Copy the lines below verbatim. Begin with the first and end with the line containing "Pick out the brown".

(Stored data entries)
┌──

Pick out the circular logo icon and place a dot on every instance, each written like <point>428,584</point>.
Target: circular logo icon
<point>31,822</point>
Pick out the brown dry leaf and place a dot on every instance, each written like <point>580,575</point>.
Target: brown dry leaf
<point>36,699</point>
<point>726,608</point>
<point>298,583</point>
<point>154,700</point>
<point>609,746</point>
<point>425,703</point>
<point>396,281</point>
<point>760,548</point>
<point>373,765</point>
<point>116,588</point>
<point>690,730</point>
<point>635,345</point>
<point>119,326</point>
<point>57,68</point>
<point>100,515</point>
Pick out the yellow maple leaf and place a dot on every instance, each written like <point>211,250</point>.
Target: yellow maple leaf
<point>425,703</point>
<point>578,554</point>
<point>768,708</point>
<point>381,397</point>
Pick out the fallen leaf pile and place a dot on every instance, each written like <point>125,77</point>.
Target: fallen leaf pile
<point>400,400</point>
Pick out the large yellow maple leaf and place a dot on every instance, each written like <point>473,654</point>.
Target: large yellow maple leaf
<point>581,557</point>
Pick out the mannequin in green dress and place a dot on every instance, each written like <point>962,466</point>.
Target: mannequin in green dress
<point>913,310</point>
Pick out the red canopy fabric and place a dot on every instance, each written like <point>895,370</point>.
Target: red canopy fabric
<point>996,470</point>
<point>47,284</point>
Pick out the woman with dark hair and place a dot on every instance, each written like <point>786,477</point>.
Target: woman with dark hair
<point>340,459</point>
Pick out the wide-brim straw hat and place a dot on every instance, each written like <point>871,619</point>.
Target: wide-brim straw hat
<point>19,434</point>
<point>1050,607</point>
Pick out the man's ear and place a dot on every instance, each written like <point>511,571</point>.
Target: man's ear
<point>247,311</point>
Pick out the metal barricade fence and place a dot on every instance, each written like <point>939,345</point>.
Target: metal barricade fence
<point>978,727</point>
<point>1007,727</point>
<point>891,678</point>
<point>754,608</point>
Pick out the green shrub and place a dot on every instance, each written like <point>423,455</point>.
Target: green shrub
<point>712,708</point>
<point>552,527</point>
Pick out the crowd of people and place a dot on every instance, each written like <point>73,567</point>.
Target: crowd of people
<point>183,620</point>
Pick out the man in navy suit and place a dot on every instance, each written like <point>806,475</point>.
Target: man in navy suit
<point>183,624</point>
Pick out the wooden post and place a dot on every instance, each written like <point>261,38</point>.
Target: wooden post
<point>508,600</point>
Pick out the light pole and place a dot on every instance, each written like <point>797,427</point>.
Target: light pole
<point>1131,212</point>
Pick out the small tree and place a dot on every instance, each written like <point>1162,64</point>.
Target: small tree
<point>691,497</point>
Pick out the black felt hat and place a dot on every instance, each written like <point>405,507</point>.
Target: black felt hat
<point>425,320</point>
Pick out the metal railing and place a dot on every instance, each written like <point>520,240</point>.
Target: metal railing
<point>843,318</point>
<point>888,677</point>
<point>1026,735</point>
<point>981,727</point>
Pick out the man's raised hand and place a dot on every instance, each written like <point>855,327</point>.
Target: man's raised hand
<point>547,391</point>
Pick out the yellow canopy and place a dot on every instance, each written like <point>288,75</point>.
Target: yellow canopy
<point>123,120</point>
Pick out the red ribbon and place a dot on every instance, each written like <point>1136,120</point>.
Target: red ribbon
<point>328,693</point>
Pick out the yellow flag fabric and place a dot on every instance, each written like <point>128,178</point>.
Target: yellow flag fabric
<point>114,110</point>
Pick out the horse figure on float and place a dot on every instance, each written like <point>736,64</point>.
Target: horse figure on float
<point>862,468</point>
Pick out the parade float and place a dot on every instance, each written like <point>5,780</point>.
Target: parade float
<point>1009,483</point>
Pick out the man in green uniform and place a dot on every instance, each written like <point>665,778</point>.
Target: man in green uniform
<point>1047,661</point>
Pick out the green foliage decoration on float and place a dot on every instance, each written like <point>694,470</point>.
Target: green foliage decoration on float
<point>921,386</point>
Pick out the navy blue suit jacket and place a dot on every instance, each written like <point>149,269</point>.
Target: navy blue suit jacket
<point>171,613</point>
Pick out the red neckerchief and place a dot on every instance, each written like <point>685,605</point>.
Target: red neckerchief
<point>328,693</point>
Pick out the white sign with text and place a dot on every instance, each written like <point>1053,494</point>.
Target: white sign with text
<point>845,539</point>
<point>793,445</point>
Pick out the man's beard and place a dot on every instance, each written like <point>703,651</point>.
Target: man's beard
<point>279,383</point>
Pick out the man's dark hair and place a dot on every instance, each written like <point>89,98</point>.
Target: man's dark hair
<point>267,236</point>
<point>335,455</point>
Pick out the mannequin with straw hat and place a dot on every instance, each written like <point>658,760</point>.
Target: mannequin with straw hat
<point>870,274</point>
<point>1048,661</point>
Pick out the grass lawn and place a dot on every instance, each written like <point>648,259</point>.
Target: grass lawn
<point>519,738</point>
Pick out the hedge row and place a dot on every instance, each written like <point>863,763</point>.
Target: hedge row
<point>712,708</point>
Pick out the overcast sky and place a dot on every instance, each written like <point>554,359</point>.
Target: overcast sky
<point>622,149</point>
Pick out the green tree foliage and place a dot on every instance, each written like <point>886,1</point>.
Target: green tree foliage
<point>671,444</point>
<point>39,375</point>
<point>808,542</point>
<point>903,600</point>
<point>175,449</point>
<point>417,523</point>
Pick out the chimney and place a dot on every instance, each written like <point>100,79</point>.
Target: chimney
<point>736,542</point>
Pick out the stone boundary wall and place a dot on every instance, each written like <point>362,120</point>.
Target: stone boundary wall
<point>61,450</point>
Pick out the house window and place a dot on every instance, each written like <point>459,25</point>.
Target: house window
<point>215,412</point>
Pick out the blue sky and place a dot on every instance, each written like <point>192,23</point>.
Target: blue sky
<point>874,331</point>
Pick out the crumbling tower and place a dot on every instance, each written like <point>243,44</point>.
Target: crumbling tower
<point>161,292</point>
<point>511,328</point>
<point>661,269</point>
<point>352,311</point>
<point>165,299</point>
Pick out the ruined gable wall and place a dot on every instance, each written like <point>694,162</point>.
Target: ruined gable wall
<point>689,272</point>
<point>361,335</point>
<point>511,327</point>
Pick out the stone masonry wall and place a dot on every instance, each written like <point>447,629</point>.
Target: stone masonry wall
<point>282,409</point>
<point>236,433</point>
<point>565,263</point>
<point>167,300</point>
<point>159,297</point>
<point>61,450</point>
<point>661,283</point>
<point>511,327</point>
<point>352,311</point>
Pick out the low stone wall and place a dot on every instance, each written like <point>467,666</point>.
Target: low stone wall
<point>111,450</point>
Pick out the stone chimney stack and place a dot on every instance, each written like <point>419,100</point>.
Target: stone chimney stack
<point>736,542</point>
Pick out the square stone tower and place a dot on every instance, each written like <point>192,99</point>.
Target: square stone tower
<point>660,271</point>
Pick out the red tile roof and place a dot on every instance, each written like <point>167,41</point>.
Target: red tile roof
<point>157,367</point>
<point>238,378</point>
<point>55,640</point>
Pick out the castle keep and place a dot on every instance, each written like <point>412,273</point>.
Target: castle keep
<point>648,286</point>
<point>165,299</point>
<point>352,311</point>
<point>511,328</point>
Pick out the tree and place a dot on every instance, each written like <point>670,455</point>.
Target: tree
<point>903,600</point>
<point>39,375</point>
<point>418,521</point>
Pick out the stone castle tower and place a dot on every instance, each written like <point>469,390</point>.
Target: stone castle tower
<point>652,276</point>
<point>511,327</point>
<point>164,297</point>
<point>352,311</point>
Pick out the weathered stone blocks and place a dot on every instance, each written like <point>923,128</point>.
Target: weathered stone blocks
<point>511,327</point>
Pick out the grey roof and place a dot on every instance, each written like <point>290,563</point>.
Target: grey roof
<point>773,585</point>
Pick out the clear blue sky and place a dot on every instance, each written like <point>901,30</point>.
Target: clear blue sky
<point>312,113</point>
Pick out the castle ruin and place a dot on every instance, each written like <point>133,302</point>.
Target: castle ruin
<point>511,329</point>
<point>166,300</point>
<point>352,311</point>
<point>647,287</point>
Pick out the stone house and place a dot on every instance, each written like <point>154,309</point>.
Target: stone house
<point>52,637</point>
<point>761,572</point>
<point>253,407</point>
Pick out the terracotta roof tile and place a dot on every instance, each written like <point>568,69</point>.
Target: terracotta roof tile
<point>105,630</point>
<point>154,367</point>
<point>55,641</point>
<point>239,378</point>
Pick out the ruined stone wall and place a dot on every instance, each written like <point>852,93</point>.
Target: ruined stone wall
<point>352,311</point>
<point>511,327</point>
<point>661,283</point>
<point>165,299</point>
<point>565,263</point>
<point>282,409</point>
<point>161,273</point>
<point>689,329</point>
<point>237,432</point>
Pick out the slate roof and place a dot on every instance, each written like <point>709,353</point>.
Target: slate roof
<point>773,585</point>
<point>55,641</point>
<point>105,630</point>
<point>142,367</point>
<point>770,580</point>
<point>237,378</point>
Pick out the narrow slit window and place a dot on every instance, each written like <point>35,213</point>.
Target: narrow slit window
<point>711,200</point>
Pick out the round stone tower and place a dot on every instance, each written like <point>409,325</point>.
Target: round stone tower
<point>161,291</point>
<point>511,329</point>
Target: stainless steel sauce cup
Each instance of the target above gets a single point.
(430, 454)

└──

*ANSWER BOX*.
Pick out the circular logo icon and place a dot on every instance, each written like <point>428,584</point>.
Target: circular logo icon
<point>31,822</point>
Pick out the brown dry leaf and place a dot on every instance, each written like <point>580,575</point>.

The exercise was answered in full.